Give a verbatim copy of the lines below, minus the pictures.

*-*-*

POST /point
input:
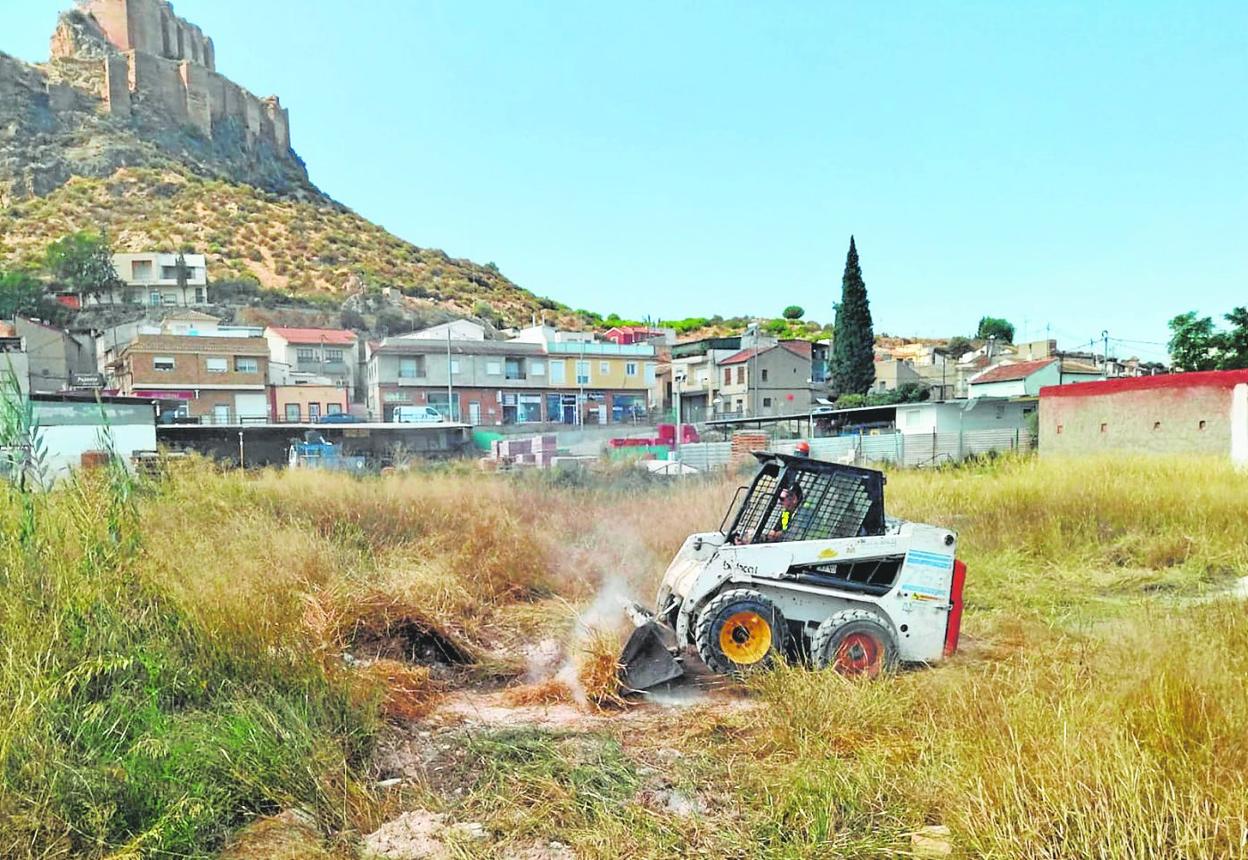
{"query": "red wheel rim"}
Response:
(859, 654)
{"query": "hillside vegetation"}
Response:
(300, 246)
(174, 672)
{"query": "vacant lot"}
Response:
(283, 664)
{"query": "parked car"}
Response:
(341, 418)
(416, 415)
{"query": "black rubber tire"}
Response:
(718, 610)
(828, 639)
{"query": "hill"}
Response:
(162, 152)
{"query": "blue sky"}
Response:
(1072, 165)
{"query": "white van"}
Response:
(416, 415)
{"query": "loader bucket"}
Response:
(647, 659)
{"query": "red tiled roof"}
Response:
(1198, 380)
(331, 336)
(1009, 372)
(745, 355)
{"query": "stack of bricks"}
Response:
(536, 451)
(745, 443)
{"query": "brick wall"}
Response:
(1188, 416)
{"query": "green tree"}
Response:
(854, 340)
(995, 327)
(1193, 345)
(1233, 343)
(957, 347)
(82, 263)
(20, 293)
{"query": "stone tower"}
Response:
(164, 64)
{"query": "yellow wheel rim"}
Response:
(745, 638)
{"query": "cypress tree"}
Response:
(854, 340)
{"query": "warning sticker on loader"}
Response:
(926, 576)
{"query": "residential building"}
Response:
(1177, 413)
(217, 380)
(58, 360)
(457, 330)
(296, 355)
(965, 416)
(695, 373)
(765, 381)
(543, 378)
(70, 428)
(306, 402)
(630, 335)
(1026, 378)
(14, 360)
(891, 373)
(154, 280)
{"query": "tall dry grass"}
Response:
(174, 664)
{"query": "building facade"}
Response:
(311, 355)
(155, 280)
(1178, 413)
(537, 381)
(216, 380)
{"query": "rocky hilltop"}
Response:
(131, 129)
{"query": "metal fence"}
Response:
(911, 449)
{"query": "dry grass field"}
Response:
(280, 664)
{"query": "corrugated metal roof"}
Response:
(189, 343)
(1011, 372)
(328, 336)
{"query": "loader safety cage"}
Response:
(836, 501)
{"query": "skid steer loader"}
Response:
(806, 567)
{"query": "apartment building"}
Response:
(539, 377)
(155, 280)
(298, 355)
(217, 380)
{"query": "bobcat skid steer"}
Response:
(805, 567)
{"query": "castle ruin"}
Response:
(161, 63)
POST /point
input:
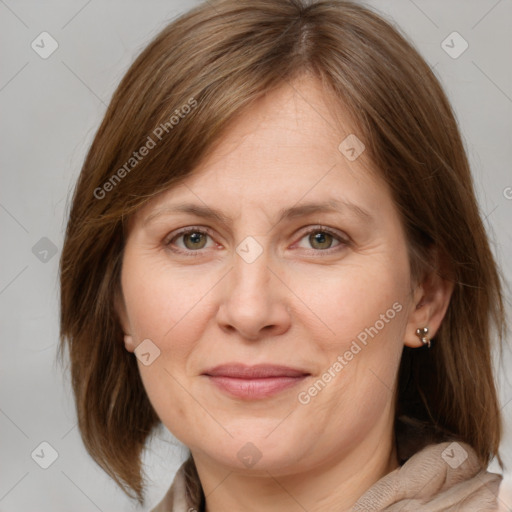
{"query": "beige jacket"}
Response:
(438, 478)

*-*-*

* **Solution to this problem**:
POST /point
input:
{"query": "red wheel rim"}
Response:
(859, 654)
{"query": "hillside vegetation"}
Response:
(300, 246)
(174, 672)
{"query": "vacant lot"}
Response:
(283, 664)
{"query": "parked car"}
Response:
(341, 418)
(416, 415)
{"query": "black rubber tire"}
Response:
(718, 610)
(828, 639)
{"query": "hill"}
Response:
(162, 152)
{"query": "blue sky"}
Response:
(1072, 165)
{"query": "white van"}
Response:
(416, 415)
{"query": "loader bucket"}
Response:
(647, 659)
{"query": "red tiled roof"}
Response:
(1198, 380)
(331, 336)
(1009, 372)
(745, 355)
{"query": "stack of bricks"}
Response:
(536, 451)
(745, 443)
{"query": "brick wall"}
Response:
(1188, 416)
{"query": "green tree"}
Response:
(854, 340)
(995, 327)
(1193, 345)
(1233, 343)
(957, 347)
(82, 263)
(20, 293)
{"query": "stone tower"}
Response:
(164, 64)
{"query": "yellow wheel rim"}
Response:
(745, 638)
{"query": "cypress tree"}
Response:
(854, 340)
{"query": "warning sticker on loader"}
Response:
(926, 576)
{"query": "residential building"}
Response:
(1177, 413)
(217, 380)
(58, 360)
(457, 330)
(296, 355)
(965, 416)
(695, 373)
(765, 381)
(543, 378)
(70, 428)
(306, 402)
(630, 335)
(1026, 378)
(14, 360)
(891, 373)
(154, 280)
{"query": "tall dry grass"}
Response:
(174, 664)
{"query": "building facade"}
Response:
(311, 355)
(155, 280)
(1178, 413)
(537, 381)
(216, 380)
{"query": "rocky hilltop"}
Response:
(131, 129)
{"query": "metal fence"}
Response:
(911, 449)
{"query": "dry grass field"}
Response:
(280, 664)
{"query": "corrugated metal roof"}
Response:
(189, 343)
(1011, 372)
(328, 336)
{"query": "loader safety cage"}
Response:
(836, 501)
{"query": "skid steer loader"}
Response:
(806, 567)
{"query": "apartment building"}
Response:
(539, 377)
(155, 280)
(298, 355)
(217, 380)
{"query": "bobcat skid steer"}
Response:
(805, 567)
{"query": "castle ruin"}
Response:
(161, 63)
POST /point
input:
{"query": "beige jacket"}
Response:
(438, 478)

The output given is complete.